*TASK BRIEF*
Count the lines in the records below that contain the string "pavement", with case counting, and give only that number.

*DATASET ENTRIES*
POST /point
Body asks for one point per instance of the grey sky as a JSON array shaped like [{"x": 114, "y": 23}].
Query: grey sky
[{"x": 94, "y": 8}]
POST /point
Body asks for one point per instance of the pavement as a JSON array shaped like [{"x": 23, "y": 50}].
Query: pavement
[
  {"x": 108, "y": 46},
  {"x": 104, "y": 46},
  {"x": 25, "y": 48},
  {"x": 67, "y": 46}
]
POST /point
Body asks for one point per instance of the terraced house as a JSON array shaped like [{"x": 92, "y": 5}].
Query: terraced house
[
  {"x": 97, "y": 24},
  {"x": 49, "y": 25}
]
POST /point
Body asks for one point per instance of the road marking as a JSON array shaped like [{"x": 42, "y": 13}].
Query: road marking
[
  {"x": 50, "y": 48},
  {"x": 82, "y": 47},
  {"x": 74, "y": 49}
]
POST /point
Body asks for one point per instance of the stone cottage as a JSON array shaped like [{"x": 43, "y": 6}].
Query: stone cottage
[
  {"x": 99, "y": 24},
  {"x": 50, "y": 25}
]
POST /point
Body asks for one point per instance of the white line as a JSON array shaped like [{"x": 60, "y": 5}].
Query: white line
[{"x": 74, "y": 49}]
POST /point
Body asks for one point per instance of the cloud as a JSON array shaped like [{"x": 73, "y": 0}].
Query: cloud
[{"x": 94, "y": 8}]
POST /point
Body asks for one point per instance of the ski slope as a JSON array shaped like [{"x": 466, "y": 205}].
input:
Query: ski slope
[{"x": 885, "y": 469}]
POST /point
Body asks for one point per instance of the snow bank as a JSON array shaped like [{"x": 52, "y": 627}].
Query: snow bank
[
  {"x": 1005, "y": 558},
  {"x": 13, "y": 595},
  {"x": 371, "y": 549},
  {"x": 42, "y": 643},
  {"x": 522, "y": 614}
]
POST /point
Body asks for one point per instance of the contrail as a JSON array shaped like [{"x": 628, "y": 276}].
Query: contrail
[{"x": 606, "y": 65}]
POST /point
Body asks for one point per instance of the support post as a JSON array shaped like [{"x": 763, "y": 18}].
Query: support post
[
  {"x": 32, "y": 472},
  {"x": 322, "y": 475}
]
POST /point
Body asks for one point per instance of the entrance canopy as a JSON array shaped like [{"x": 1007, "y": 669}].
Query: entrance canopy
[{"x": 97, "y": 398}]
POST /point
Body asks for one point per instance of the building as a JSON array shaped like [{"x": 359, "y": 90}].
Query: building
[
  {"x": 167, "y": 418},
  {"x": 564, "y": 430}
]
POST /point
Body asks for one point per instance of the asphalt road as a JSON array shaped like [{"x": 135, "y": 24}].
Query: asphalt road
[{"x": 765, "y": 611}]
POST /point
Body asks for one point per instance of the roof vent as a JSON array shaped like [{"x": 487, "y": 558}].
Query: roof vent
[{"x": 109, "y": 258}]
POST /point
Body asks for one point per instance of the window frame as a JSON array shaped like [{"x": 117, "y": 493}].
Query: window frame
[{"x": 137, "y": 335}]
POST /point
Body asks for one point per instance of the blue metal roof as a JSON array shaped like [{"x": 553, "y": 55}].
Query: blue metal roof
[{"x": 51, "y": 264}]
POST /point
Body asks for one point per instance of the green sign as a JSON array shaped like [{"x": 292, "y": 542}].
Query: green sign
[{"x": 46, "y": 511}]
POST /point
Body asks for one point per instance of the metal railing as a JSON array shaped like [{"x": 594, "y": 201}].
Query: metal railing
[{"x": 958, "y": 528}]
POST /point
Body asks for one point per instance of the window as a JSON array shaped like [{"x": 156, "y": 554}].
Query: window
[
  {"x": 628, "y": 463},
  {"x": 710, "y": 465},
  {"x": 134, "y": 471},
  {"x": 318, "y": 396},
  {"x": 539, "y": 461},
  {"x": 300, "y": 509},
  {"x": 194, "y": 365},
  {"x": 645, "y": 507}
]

*RESPONSE TO THE TASK*
2